> **小题一道**
把条目里所有含有“distant”这个词的行都原样返回，大小写必须一致。

════════

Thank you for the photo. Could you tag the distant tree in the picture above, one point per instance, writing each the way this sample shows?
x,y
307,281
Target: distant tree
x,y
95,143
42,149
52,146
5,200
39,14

════════

> **题目解答**
Thank you for the photo. Could you tag the distant tree in the picture above, one point per instance, writing each the way this sample shows?
Target: distant tree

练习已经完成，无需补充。